▶ Text passage
The basics

Every organization is a service provider in today’s market. Even organizations selling products need to add a level of service to their business. Think of banking, insurance, civil services, but also the myriad of online shops where the physical product is a

commodity and the service is the distinguishing characteristic of the organization. How do we best manage our services and keep our consumers happy? Recent years have seen an explosion of different service management practices, leaving organizations confused about the best way forward. VeriSM is a new approach to help you create a flexible operating model that will work

for you, based on your desired business outcomes. VeriSM describes how an organization can define its service management principles, and then use a combination of management practices to deliver value.


VeriSM describes a service management approach which is:

•   Value-driven

•   Evolving

•   Responsive

•   Integrated

•   Service

•   Management


VeriSM describes a service management approach from the organizational level, looking at the end to end view rather than

focusing on a single department. Based around the VeriSM model, it shows organizations how they can adopt a range of management practices in a flexible way to deliver the right product or service at the right time to their consumers. VeriSM allows for a tailored approach depending upon the type of business you are in, the size of your organization, your business priorities, your organizational culture – and even the nature of the individual project or service you are working on.

Rather than focusing on one prescriptive way of working, VeriSM helps organizations to respond to their consumers and deliver value with integrated service management practices.

▶ Recorded information

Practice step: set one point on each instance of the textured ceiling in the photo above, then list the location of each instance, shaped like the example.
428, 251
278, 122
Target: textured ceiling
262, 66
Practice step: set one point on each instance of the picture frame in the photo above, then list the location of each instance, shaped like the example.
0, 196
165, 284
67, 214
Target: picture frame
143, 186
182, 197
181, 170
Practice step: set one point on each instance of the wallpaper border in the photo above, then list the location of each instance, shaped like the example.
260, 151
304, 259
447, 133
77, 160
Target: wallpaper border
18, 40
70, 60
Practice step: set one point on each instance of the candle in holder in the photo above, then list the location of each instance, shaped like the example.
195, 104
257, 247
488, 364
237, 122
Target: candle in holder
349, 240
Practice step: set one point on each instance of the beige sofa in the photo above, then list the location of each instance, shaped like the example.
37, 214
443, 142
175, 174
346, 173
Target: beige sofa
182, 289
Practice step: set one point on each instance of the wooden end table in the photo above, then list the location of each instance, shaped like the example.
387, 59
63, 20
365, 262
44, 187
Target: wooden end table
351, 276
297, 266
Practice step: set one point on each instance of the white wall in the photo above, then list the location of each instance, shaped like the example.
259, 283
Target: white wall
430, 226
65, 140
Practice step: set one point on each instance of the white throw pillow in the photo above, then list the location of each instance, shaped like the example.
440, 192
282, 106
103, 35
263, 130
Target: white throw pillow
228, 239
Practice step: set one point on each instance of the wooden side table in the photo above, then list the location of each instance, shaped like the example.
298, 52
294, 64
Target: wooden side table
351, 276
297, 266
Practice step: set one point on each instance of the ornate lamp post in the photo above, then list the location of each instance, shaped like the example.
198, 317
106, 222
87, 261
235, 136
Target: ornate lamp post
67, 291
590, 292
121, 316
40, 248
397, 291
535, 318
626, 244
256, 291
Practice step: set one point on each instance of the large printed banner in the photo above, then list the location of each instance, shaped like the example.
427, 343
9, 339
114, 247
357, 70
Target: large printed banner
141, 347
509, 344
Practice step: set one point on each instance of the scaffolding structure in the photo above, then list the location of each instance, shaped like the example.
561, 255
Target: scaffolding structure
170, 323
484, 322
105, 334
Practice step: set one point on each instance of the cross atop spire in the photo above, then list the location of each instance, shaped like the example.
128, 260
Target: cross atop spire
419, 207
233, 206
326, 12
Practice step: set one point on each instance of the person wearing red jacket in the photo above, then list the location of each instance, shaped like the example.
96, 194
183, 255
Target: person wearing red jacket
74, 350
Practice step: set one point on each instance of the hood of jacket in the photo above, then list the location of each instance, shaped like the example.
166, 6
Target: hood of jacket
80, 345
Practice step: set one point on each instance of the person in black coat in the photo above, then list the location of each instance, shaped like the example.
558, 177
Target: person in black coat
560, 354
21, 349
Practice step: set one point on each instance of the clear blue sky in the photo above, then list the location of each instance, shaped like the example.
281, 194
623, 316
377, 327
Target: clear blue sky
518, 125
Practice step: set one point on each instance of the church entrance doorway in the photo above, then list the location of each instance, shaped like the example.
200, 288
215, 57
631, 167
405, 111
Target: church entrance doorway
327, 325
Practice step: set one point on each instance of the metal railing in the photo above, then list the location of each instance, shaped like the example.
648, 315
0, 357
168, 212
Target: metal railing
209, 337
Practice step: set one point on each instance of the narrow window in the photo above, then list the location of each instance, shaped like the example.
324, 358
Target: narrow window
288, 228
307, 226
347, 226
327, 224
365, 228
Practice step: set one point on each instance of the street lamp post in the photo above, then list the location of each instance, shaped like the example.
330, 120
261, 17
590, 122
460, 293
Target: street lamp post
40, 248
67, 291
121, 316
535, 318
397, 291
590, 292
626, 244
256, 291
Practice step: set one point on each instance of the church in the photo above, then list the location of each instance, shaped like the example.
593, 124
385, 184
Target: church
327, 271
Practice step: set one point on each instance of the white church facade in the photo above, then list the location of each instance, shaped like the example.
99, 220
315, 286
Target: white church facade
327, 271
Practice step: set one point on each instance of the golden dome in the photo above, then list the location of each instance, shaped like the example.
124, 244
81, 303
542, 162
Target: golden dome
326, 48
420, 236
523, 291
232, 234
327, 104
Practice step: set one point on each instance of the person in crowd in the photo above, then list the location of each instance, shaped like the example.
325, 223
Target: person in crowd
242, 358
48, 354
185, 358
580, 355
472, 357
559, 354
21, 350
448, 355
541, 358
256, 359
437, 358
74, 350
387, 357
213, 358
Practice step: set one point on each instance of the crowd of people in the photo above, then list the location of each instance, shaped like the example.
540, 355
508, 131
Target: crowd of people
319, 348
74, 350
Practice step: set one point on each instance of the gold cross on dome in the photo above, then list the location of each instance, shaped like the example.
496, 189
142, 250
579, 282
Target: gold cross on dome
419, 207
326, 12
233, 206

▶ The exercise
Please retype the passage on VeriSM from "commodity and the" up to and including "to deliver value.".

▶ Answer to this task
commodity and the service is the distinguishing characteristic of the organization. How do we best manage our services and keep our consumers happy? Recent years have seen an explosion of different service management practices, leaving organizations confused about the best way forward. VeriSM is a new approach to help you create a flexible operating model that will work

for you, based on your desired business outcomes. VeriSM describes how an organization can define its service management principles, and then use a combination of management practices to deliver value.